▶ [Exercise requirements]:
Leave out the pictures and reproduce all of the data exactly.

▶ [Given records]:
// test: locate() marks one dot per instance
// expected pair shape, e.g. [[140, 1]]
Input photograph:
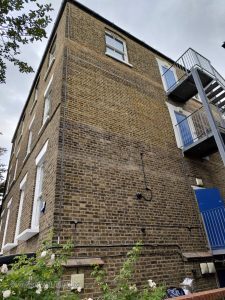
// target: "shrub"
[[39, 277]]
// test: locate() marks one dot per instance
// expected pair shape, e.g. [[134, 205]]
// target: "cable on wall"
[[147, 189]]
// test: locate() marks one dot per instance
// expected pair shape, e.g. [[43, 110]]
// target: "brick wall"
[[112, 114], [105, 114], [208, 295]]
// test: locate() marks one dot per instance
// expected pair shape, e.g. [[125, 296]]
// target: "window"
[[47, 102], [14, 177], [30, 136], [51, 57], [116, 47], [36, 92], [38, 198], [168, 73], [184, 128], [169, 77], [22, 194], [8, 182], [16, 165], [6, 225], [10, 246]]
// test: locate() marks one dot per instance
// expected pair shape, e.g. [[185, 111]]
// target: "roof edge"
[[96, 15]]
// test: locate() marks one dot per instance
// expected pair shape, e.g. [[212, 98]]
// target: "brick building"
[[113, 146]]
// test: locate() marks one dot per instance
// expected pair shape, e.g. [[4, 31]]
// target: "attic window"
[[116, 47], [52, 50]]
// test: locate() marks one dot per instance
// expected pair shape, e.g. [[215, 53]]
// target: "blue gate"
[[211, 206], [184, 129]]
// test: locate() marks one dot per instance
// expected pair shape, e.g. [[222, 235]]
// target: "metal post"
[[212, 123]]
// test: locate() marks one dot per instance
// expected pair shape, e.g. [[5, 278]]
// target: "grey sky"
[[170, 26]]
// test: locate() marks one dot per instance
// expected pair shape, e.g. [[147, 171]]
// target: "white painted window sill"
[[9, 246], [49, 69], [44, 125], [120, 60], [27, 234], [33, 105]]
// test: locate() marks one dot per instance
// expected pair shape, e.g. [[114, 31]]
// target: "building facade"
[[111, 149]]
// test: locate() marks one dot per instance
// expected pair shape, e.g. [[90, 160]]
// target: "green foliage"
[[2, 169], [20, 25], [122, 288], [39, 277], [36, 277]]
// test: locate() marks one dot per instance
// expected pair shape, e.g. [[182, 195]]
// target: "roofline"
[[59, 15], [96, 15]]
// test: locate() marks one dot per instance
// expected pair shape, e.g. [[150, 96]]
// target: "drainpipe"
[[212, 123]]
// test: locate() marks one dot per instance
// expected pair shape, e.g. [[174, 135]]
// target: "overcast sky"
[[170, 26]]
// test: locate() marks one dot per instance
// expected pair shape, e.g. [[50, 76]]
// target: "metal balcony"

▶ [Result of this task]:
// test: locate() marks one dot per instance
// expected pair shape, e.g. [[140, 1]]
Input photograph:
// target: "shrub"
[[39, 277]]
// test: locate() marks one dot per instance
// expected pair shape, e.g. [[134, 205]]
// target: "cable on wall"
[[147, 189]]
// test: locate() marks one dot per instance
// expected pair shape, e.g. [[43, 110]]
// target: "brick wall"
[[112, 114], [105, 114], [208, 295]]
// test: locate() marks one dot per instance
// expected pair shape, e.g. [[125, 296]]
// target: "window"
[[47, 102], [14, 177], [30, 136], [51, 57], [116, 47], [36, 92], [38, 198], [168, 73], [184, 128], [169, 77], [22, 194], [8, 182], [16, 165], [6, 225], [10, 246]]
// test: locate() marks one dot per instance
// expected pair shape, e.g. [[185, 111]]
// target: "roof edge"
[[96, 15]]
// test: locate() marks one dot per instance
// expected pair shape, e.g. [[212, 98]]
// target: "brick building"
[[113, 146]]
// test: locate() marks one dot per instance
// expected pair shape, e.g. [[4, 31]]
// target: "attic window"
[[116, 47], [52, 50]]
// test: locate() marks one dot per instance
// expected pair shape, e.g. [[215, 53]]
// target: "blue gate"
[[211, 206], [184, 129]]
// test: locate() marks one dot per instance
// expected pair shape, e.g. [[222, 235]]
// target: "metal post"
[[212, 123]]
// test: locate() marks one dot per instance
// expected pair shape, e.g. [[5, 278]]
// target: "grey sky"
[[170, 26]]
// test: locate() marks one dot per instance
// expected pair shape, e.g. [[147, 171]]
// target: "white painted window sill"
[[9, 246], [49, 69], [44, 125], [120, 60], [27, 234], [33, 105]]
// test: locate() marks one dot per instance
// expected pair shape, e.g. [[114, 31]]
// target: "building facade"
[[111, 149]]
// test: locate() marks one dot per instance
// expected pair shape, e.g. [[90, 160]]
// target: "green foliage"
[[2, 169], [20, 25], [122, 288], [39, 277], [36, 277]]
// test: locate() marks one dot per instance
// expected pair shape, e.g. [[182, 195]]
// target: "roofline"
[[59, 15], [96, 15]]
// test: locate() marks one dot per instance
// expected pair shape, e.g. [[150, 96]]
// target: "drainpipe"
[[212, 123]]
// test: locate() marks one dot per instance
// expected pair shape, e.g. [[174, 135]]
// target: "overcast sky"
[[170, 26]]
// test: locate() marks one dot per instance
// expected pair shape, e.g. [[50, 76]]
// target: "metal balcony"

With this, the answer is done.